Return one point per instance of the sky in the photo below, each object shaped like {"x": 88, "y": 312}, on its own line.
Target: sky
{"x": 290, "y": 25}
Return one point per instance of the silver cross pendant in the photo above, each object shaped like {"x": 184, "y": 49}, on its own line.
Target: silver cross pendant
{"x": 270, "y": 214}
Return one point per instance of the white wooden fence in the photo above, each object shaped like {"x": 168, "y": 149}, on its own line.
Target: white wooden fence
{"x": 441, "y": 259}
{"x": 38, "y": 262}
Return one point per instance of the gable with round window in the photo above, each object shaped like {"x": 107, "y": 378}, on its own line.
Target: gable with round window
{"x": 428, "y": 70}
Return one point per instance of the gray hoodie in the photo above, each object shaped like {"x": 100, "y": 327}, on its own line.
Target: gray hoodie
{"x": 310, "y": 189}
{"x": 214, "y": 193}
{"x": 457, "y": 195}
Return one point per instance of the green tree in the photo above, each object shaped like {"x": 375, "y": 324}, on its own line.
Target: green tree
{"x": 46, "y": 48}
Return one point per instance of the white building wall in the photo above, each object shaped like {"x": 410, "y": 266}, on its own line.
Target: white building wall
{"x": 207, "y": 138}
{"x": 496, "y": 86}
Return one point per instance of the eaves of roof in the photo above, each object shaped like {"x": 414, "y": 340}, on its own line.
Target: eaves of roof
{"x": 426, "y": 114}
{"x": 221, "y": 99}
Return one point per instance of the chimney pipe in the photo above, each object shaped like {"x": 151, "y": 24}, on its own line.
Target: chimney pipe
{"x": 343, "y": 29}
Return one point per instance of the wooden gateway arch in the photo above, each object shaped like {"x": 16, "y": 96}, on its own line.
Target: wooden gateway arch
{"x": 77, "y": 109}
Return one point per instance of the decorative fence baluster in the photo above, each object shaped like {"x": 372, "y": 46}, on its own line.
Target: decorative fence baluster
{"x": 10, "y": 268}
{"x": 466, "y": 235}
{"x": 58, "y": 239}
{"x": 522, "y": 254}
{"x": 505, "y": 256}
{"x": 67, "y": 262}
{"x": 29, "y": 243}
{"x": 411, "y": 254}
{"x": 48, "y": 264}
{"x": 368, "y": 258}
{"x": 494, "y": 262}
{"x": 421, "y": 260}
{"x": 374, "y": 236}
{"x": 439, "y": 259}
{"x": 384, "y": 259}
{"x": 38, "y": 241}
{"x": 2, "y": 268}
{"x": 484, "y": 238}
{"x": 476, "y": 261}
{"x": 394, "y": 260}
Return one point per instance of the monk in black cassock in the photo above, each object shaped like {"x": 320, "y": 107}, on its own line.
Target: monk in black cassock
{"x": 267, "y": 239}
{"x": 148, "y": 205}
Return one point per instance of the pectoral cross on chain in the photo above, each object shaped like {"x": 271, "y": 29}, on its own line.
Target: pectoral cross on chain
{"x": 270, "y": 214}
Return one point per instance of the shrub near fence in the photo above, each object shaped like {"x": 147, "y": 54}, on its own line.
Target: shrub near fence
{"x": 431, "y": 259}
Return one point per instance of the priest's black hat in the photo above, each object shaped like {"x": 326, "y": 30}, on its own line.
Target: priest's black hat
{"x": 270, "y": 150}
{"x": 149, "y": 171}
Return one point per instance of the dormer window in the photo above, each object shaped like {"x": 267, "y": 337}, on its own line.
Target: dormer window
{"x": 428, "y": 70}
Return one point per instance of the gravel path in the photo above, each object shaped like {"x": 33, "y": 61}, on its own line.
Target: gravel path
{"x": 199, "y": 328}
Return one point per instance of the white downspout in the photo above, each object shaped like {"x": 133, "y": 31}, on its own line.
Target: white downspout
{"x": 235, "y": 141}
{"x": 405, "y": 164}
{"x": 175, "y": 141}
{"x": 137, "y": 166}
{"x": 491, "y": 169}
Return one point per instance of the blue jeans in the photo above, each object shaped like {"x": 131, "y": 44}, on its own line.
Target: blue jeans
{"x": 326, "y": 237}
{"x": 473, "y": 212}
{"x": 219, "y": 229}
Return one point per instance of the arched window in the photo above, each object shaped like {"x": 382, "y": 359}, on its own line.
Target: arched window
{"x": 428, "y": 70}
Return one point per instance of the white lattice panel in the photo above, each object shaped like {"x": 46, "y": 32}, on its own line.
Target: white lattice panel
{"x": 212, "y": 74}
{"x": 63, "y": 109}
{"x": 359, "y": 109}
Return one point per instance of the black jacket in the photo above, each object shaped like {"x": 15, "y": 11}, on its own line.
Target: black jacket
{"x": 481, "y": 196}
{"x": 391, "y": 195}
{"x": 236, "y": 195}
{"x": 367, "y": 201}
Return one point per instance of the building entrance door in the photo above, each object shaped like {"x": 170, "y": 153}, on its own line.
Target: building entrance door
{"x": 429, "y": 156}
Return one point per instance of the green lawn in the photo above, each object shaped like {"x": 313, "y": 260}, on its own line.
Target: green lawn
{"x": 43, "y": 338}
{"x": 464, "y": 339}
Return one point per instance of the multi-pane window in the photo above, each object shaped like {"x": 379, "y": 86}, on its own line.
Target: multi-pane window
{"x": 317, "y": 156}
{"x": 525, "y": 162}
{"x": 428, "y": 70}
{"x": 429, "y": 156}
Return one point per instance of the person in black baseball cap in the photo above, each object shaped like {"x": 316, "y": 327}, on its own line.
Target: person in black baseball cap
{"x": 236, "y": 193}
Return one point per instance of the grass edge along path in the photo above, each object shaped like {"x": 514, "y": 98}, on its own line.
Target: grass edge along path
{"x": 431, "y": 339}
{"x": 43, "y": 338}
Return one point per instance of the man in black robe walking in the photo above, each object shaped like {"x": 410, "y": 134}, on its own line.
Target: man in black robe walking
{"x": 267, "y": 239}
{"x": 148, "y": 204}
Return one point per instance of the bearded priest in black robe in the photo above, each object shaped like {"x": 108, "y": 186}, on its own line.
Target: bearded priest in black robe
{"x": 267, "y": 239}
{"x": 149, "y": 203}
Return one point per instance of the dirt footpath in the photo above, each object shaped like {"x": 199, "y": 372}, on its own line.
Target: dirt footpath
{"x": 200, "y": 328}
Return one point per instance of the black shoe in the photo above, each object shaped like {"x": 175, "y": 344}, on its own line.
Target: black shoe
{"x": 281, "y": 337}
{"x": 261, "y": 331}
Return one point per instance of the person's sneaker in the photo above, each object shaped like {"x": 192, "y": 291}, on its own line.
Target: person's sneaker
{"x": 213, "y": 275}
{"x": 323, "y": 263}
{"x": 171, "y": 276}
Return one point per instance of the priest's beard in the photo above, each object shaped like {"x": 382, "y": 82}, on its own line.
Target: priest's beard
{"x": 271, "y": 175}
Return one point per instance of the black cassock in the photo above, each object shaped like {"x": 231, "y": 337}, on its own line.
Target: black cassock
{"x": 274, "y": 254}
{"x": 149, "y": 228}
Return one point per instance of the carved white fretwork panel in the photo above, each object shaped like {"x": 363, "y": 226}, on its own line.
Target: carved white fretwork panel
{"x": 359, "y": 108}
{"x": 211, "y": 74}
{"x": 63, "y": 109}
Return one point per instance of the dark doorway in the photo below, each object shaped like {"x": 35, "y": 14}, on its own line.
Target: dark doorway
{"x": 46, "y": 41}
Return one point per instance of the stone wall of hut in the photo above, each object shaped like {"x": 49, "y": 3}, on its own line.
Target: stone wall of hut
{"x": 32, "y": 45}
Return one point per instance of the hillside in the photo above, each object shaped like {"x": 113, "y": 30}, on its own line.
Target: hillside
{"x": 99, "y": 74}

================

Your instructions:
Your answer should repeat every entry exactly.

Answer to the exercise:
Return one point per instance of the sky in the photo below, each object shaped like {"x": 88, "y": 312}, on its own line.
Target: sky
{"x": 290, "y": 25}
Return one point per instance of the silver cross pendant in the photo above, each object shaped like {"x": 184, "y": 49}, on its own line.
Target: silver cross pendant
{"x": 270, "y": 214}
Return one point per instance of the white wooden fence in the photo above, each object shaped like {"x": 168, "y": 149}, on its own line.
Target: white wooden fence
{"x": 441, "y": 259}
{"x": 38, "y": 262}
Return one point per instance of the gable with round window in the photo above, each object shaped like {"x": 107, "y": 378}, on its own line.
Target: gable with round window
{"x": 428, "y": 70}
Return one point per instance of the gray hoodie in the photo above, each object shaped like {"x": 100, "y": 327}, on its own line.
Target: gray hoodie
{"x": 310, "y": 189}
{"x": 214, "y": 193}
{"x": 457, "y": 195}
Return one point per instance of the green tree in the photo above, each object shaped like {"x": 375, "y": 324}, on its own line.
Target: green tree
{"x": 46, "y": 48}
Return one point per instance of the white building wall in the photo above, each object shaped like {"x": 410, "y": 266}, on its own line.
Target: white building wall
{"x": 207, "y": 138}
{"x": 496, "y": 86}
Return one point per instance of the eaves of roof in the photo above, each object shaped like {"x": 414, "y": 340}, on its own line.
Target: eaves of roof
{"x": 426, "y": 114}
{"x": 221, "y": 99}
Return one point per instance of the chimney pipe in the photo above, each object shaped like {"x": 151, "y": 24}, on its own line.
Target: chimney pipe
{"x": 343, "y": 29}
Return one point per instance of the wooden gateway arch in the photo above, each object shaped like {"x": 16, "y": 96}, on its own line.
Target: wooden gateway arch
{"x": 77, "y": 109}
Return one point per instance of the decorative fence baluster in the photo above, each object shaped like {"x": 372, "y": 46}, on its own line.
Target: decorative fence baluster
{"x": 10, "y": 268}
{"x": 466, "y": 235}
{"x": 58, "y": 239}
{"x": 522, "y": 254}
{"x": 505, "y": 256}
{"x": 67, "y": 262}
{"x": 29, "y": 243}
{"x": 411, "y": 254}
{"x": 48, "y": 264}
{"x": 368, "y": 258}
{"x": 494, "y": 262}
{"x": 421, "y": 260}
{"x": 374, "y": 236}
{"x": 439, "y": 259}
{"x": 384, "y": 259}
{"x": 38, "y": 241}
{"x": 2, "y": 268}
{"x": 484, "y": 238}
{"x": 476, "y": 261}
{"x": 394, "y": 260}
Return one point per instance of the monk in black cassock in the photo above, each object shaped like {"x": 320, "y": 107}, on its own line.
Target: monk in black cassock
{"x": 267, "y": 239}
{"x": 148, "y": 205}
Return one point per instance of the pectoral cross on chain in the photo above, each object shaped like {"x": 271, "y": 29}, on its own line.
Target: pectoral cross on chain
{"x": 270, "y": 214}
Return one point per instance of the shrub near fence in the photo above, each object shaped like {"x": 147, "y": 54}, on its own line.
Target: shrub near fence
{"x": 431, "y": 259}
Return one point per instance of the priest's black hat in the photo above, each object shaped like {"x": 326, "y": 30}, on its own line.
Target: priest's black hat
{"x": 270, "y": 150}
{"x": 149, "y": 171}
Return one point per instance of the dormer window in the photo above, each object shaped like {"x": 267, "y": 337}, on its own line.
Target: dormer window
{"x": 428, "y": 70}
Return one point per instance of the gravel path in the photo above, each object shaped like {"x": 33, "y": 61}, on its own line.
Target: gravel path
{"x": 199, "y": 328}
Return one point per instance of the white downspout in the photo above, each object shaped like {"x": 133, "y": 31}, on its own line.
Target: white downspout
{"x": 235, "y": 141}
{"x": 405, "y": 164}
{"x": 175, "y": 141}
{"x": 137, "y": 166}
{"x": 491, "y": 169}
Return one point per instance of the blue jeans in the photo above, each object shaped like {"x": 131, "y": 44}, on its own line.
Target: blue jeans
{"x": 326, "y": 237}
{"x": 473, "y": 212}
{"x": 219, "y": 229}
Return one point per instance of the arched window in the photo above, each object shaped like {"x": 382, "y": 359}, on its own line.
Target: arched window
{"x": 428, "y": 70}
Return one point per instance of the white lattice panel in the photo above, each object shaped like {"x": 46, "y": 32}, on its own line.
Target: white lattice panel
{"x": 212, "y": 74}
{"x": 63, "y": 109}
{"x": 359, "y": 109}
Return one point per instance of the black jacket in the photo above, each object shaped like {"x": 15, "y": 11}, on its own line.
Target: black jacket
{"x": 481, "y": 196}
{"x": 391, "y": 195}
{"x": 236, "y": 195}
{"x": 367, "y": 201}
Return one point per instance of the building entrance door in the photo above, each object shaped like {"x": 170, "y": 153}, on its own line.
Target: building entrance door
{"x": 429, "y": 156}
Return one point per instance of the green lawn in the photo above, each object shaped like {"x": 313, "y": 260}, on its own line.
Target: green lawn
{"x": 43, "y": 338}
{"x": 464, "y": 339}
Return one point per instance of the multi-pane window in the photo above, each object shaped like {"x": 379, "y": 86}, on its own line.
Target: multi-pane window
{"x": 317, "y": 156}
{"x": 525, "y": 162}
{"x": 428, "y": 70}
{"x": 429, "y": 156}
Return one point per instance of the person in black baseball cap in the photo above, each object shaped like {"x": 316, "y": 327}, on its own line.
Target: person in black baseball cap
{"x": 236, "y": 193}
Return one point per instance of the grass edge along path in the photo above, each object shaped like {"x": 514, "y": 98}, on its own line.
Target: grass edge along path
{"x": 431, "y": 339}
{"x": 43, "y": 338}
Return one point per instance of the man in black robe walking in the photo above, each object shaped like {"x": 410, "y": 134}, on its own line.
Target: man in black robe walking
{"x": 267, "y": 239}
{"x": 148, "y": 204}
Return one point per instance of the bearded priest in black robe in the photo above, each object shaped like {"x": 108, "y": 186}, on its own line.
Target: bearded priest in black robe
{"x": 267, "y": 239}
{"x": 149, "y": 203}
Return one point per instance of the dirt footpath in the photo above, each object shaped like {"x": 199, "y": 372}, on its own line.
Target: dirt footpath
{"x": 200, "y": 328}
Return one point per instance of the black shoe in the photo above, each object shaped like {"x": 175, "y": 344}, on its own line.
Target: black shoe
{"x": 281, "y": 337}
{"x": 261, "y": 331}
Return one point per instance of the person's sneaker in the photo above, each object shaped like {"x": 192, "y": 291}, on its own line.
Target: person's sneaker
{"x": 213, "y": 275}
{"x": 323, "y": 263}
{"x": 171, "y": 276}
Return one point per instance of the priest's beard in the photo above, each object shaped like {"x": 382, "y": 82}, on its own line.
Target: priest's beard
{"x": 271, "y": 175}
Return one point per instance of the black cassock in the photo above, each object shaped like {"x": 231, "y": 337}, on its own line.
Target: black cassock
{"x": 274, "y": 254}
{"x": 149, "y": 228}
Return one point per instance of the carved white fretwork panel in the photo above, each object shaped like {"x": 363, "y": 226}, on its own line.
Target: carved white fretwork panel
{"x": 359, "y": 108}
{"x": 211, "y": 74}
{"x": 63, "y": 109}
Return one point per instance of the dark doorway in the photo below, each object shaped like {"x": 35, "y": 14}, on its own line.
Target: dark doorway
{"x": 46, "y": 41}
Return one point per instance of the stone wall of hut in the photo above, each object shaped like {"x": 49, "y": 3}, on its own line.
Target: stone wall of hut
{"x": 32, "y": 45}
Return one point per instance of the hillside in the photo above, each object shaped like {"x": 113, "y": 30}, on its own line.
Target: hillside
{"x": 99, "y": 74}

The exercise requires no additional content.